— begin Selected excerpt —

Pre-SIP: a syntax for aggregate literals

som-snytt · July 14, 2024, 4:11am

This is a fundamental design choice.

Odersky said several years ago that he thought Scala was not about safety but about enabling what was not otherwise possible.

Scala 3 is “opinionated”, albeit not necessarily in the name of safety, but Odersky recently commented (or capitulated) that Scala devs “like their guard rails.”

Personally, I prefer a relaxed language (with no warnings) but with a robust linter (that uses whatever tech is necessary to encode the community’s institutional knowledge).

I don’t know what percentage of code is literals. I know “inline” literals harm readability, such as f(true) instead of f(reverse = true).

Probably aggregate literals are especially useful for initializing. Perhaps in method applications they call for controls (syntax at definition or even at use site akin to named booleans).

rjolly · July 15, 2024, 1:15pm

Note that constructor inference already exists in the case of new:

trait MyFavoriteThing:
  val id: Int
  val metadata: MyFavoriteThing.Whatever

object MyFavoriteThing:
  trait Whatever:
    val salt: String

val x: MyFavoriteThing = new:
  val id = 2
  val metadata = new:
    val salt = "eee"

rjolly · July 15, 2024, 2:01pm

I like the idea:

case class MyFavoriteThing(id: Int, metadata: infer MyFavoriteThing.Whatever)

object MyFavoriteThing:
  case class Whatever(salt: String)

val x: infer MyFavoriteThing = (2, ("eee"))

infer would desugar to into plus a synthetic implicit conversion from tuple to constructor - thus enabling implicit conversion from the declaration site, which will be the norm anyway.

lihaoyi · July 15, 2024, 2:55pm

rjolly:

Note that constructor inference already exists in the case of new:

trait MyFavoriteThing:
  val id: Int
  val metadata: MyFavoriteThing.Whatever

object MyFavoriteThing:
  trait Whatever:
    val salt: String

val x: MyFavoriteThing = new:
  val id = 2
  val metadata = new:
    val salt = "eee"

That’s true! The main issue with constructor inference is that constructors are often not what you want. In Scala, you often want the apply factory method instead: whether to construct collections or to construct case classes. Especially for collections, when initializing them you almost always use apply instead of new, so extending constructor infererence to apply inference may help make the feature a ton more useful

OndrejSpanel · July 15, 2024, 3:50pm

A kind of. What is inferred is a base type for an anonymous class:

class MyFavoriteThing

val x: MyFavoriteThing = new {}

is not the same as:

class MyFavoriteThing

val x: MyFavoriteThing = new MyFavoriteThing

spamegg1 · July 22, 2024, 10:01pm

mberndt · July 22, 2024, 11:53pm

I’d like to write down a few more thoughts about this that have crossed my mind recently. I’ve come to the conclusion that it’s probably overambitious to try and cover the wide range of problems that have been discussed with a single language feature. Instead, we should consider several smaller changes and extensions.

— end Selected excerpt —
— begin Dataset —

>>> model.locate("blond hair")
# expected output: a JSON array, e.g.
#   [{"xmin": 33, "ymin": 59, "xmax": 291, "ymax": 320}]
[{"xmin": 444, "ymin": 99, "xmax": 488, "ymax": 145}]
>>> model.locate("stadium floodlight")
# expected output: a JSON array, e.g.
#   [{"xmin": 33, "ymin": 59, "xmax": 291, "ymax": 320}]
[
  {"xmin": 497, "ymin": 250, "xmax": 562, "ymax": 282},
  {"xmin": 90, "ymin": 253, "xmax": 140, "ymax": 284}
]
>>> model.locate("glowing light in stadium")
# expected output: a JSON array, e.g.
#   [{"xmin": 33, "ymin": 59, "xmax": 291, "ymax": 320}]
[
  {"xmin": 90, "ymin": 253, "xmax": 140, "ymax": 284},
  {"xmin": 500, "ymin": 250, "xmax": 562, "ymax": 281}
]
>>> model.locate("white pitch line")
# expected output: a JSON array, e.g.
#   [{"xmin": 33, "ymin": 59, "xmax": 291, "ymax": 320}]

— end Dataset —

Short problem 1: In the aggregate literals thread, what does lihaoyi say you often want in Scala instead of constructors?
Short problem 2: List every username shown as the author of a post in the aggregate literals thread.
Short problem 3: Resume the Scala aggregate literals thread from the point where it stops.

Final result 1: The apply factory method.

Final result 2: som-snytt, rjolly, lihaoyi, OndrejSpanel, spamegg1, mberndt

Final result 3:
FP fundamentals should just work

As a functional language, Scala should be able to express typical FP idioms as elegantly and concisely and possible. By this I mean code like the following: a prototypical implementation of map:

  extension[A, B](l: List[A]) def map(f: A => B): List[B] =
    l match
      case head :: next => f(head) :: l.map(f)
      case Nil => Nil

(Let’s ignore for now that List already has map and that this is not stack safe). This is the nice, idiomatic functional code that the language is intended for and that we want people to be able to write.

This code works today because

Nil and :: aren’t scoped inside List like they would be if an enum had been used, which would be the idiomatic way to declare types like this
List has a method called :: defined on it, and there’s a weird syntax rule that says that some identifiers when used in infix are looked up on the right operand rather than the left one

Neither of these would be the case if we had just declared List like so:

enum List[+A]:
  case Nil
  case ::(head: A, next: List[A])

And I feel strongly that the above implementation of map should just work without any ceremony. To me, any uglification like List.:: @:: or ..:: (ew!) is an unacceptable step backwards, and so would be importing Nil and ::.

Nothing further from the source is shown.